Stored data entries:
-- Start --

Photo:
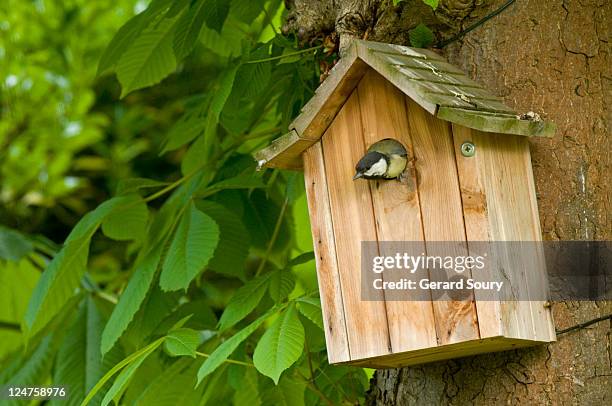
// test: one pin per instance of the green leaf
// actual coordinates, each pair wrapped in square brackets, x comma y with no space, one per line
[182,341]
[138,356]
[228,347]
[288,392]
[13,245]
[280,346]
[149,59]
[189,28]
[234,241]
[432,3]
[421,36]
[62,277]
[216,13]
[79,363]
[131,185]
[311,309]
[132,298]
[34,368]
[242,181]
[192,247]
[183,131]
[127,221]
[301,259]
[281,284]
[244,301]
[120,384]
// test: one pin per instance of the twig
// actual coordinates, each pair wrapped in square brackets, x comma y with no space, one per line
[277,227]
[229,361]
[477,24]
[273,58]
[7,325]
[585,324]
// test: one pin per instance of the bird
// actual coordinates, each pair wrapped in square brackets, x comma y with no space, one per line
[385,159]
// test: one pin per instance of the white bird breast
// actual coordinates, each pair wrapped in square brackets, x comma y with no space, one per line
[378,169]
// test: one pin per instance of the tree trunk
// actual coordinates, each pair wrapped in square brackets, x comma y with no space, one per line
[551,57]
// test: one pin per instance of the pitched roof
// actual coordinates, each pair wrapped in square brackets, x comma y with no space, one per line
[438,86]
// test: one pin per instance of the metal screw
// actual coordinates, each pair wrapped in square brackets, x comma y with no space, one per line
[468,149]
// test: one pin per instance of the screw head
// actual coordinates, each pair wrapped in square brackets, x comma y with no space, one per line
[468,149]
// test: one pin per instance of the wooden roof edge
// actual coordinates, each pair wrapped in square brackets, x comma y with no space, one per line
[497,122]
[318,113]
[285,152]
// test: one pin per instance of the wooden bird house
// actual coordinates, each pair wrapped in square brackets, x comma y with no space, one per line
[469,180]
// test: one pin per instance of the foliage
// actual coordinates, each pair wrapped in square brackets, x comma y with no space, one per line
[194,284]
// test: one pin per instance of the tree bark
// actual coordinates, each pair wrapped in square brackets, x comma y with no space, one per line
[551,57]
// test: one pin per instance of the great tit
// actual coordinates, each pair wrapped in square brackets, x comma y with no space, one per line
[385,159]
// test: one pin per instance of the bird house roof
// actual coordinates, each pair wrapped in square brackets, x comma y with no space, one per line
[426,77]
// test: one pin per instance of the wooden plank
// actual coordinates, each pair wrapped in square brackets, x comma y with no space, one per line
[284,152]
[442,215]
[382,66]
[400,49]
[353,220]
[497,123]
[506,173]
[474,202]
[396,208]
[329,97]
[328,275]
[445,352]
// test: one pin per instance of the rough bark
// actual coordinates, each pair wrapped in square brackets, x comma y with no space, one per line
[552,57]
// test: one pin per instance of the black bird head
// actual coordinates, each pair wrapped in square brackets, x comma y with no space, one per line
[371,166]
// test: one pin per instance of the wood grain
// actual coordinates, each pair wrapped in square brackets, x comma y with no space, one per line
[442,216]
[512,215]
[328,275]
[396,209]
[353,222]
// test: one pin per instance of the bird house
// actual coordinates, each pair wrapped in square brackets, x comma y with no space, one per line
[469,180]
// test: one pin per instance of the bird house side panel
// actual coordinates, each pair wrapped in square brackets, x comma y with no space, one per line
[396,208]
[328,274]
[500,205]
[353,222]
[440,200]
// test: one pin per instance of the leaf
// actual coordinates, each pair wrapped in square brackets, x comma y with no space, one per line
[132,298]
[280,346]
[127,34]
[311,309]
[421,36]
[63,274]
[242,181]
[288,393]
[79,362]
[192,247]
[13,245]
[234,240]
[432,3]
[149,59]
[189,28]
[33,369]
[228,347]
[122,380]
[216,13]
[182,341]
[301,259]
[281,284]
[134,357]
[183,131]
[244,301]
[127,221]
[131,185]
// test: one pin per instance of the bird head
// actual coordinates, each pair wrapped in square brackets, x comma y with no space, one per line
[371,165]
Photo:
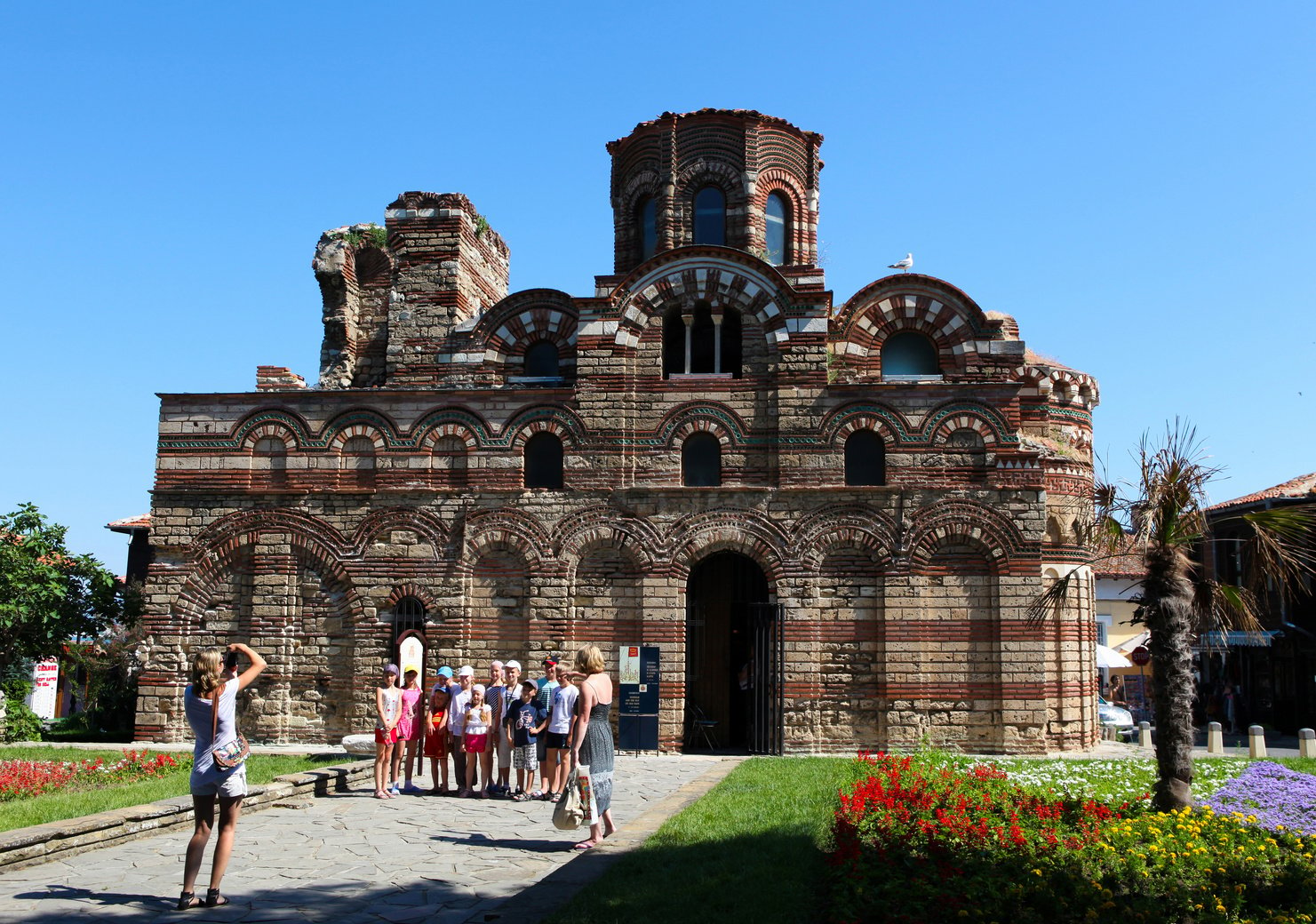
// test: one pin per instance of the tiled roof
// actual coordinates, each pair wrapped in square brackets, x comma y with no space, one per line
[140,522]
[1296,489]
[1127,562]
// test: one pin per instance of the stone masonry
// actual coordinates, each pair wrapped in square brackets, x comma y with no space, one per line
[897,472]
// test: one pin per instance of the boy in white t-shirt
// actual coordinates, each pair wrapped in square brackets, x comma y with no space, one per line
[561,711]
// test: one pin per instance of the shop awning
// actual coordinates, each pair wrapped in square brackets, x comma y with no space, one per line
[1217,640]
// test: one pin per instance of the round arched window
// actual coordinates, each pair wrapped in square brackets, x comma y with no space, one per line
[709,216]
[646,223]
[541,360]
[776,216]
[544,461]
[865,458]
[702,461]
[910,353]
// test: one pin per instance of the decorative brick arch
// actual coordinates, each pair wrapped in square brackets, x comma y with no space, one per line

-- End --

SHORT TASK :: Copy everything from the line containing "round arched window" down to the end of the data above, keeping both ends and changing nothing.

EXERCISE RESULT ::
// test: one pin per instance of the round arched window
// actual coordinates, each pair wrapped in square brackets, x comma y with no space, one per line
[709,216]
[646,223]
[541,360]
[776,216]
[544,461]
[865,458]
[702,461]
[910,353]
// test: one pin per instance of the decorative brick arch
// actual coordinates, each pair wrapped in square brackets, x comma y with no space, one per line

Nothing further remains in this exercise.